[Stored data entries]
----

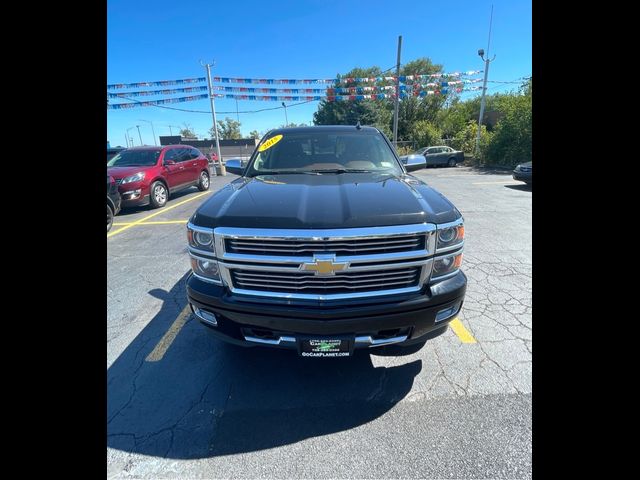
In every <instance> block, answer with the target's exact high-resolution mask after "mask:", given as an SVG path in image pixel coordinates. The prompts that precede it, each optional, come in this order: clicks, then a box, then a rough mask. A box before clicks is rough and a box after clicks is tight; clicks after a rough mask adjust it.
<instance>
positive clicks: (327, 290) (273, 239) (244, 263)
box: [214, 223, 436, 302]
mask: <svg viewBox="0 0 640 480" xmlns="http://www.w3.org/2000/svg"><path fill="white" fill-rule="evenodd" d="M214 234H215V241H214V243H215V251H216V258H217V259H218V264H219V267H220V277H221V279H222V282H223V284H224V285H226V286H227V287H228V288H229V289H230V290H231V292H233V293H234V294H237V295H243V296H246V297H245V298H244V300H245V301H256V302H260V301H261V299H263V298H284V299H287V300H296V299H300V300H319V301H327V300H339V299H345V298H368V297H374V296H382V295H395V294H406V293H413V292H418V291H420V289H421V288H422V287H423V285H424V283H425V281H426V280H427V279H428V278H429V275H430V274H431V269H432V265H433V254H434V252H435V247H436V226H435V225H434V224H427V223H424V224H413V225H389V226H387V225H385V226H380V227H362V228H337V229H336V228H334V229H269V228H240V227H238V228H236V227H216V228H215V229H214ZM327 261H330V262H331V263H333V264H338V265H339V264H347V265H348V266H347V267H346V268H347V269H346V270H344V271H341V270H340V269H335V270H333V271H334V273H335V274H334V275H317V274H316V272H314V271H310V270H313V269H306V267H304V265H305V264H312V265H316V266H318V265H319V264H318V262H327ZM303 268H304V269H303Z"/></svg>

----

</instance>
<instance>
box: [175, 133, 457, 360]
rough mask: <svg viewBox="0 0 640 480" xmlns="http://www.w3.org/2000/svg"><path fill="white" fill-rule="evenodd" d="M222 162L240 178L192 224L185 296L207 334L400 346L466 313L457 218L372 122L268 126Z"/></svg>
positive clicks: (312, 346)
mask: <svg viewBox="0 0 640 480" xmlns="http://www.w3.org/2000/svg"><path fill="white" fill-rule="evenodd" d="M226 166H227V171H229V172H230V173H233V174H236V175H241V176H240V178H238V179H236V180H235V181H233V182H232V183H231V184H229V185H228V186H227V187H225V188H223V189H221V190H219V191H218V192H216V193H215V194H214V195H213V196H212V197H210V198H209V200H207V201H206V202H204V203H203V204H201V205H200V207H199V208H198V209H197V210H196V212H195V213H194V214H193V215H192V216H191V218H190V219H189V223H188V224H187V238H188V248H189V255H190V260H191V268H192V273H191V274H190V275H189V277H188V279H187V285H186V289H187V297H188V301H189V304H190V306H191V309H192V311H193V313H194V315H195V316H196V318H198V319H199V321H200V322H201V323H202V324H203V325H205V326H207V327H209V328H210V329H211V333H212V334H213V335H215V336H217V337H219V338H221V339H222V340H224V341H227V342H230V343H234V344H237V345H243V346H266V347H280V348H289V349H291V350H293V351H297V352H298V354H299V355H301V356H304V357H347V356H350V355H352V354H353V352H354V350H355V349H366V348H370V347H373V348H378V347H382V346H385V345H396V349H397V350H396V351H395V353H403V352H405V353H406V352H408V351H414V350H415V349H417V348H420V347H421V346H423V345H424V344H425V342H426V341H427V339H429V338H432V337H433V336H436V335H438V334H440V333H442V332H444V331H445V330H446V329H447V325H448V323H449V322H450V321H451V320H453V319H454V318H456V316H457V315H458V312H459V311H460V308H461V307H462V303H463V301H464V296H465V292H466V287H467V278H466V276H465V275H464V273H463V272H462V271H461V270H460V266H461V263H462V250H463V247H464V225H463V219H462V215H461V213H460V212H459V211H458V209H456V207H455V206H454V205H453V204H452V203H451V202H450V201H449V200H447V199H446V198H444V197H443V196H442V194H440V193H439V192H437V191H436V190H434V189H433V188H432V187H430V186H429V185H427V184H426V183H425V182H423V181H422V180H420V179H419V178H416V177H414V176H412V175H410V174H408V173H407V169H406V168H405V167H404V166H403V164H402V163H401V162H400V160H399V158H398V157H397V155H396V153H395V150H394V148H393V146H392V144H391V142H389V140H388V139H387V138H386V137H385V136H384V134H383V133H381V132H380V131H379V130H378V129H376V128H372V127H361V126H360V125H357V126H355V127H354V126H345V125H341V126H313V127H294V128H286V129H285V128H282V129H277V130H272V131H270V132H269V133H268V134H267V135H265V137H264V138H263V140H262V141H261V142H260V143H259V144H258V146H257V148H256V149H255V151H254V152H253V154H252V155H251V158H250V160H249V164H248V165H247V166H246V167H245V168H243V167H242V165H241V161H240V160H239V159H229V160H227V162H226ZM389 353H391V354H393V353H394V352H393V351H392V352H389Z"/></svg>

----

[Task objective] Repeat the lines of the records from the one containing "In every <instance>" through the one containing "box: [214, 223, 436, 302]", including both of those lines.

[Exercise solution]
In every <instance> block, answer with the target's exact high-resolution mask after "mask:", given as an SVG path in image pixel coordinates. The prompts that precede it, each optional, come in this order: clicks, then a box, then a rough mask. A box before clicks is rough and a box after clicks is tight; clicks after a rough mask adjust it.
<instance>
positive clicks: (327, 290) (273, 239) (244, 263)
box: [214, 223, 436, 302]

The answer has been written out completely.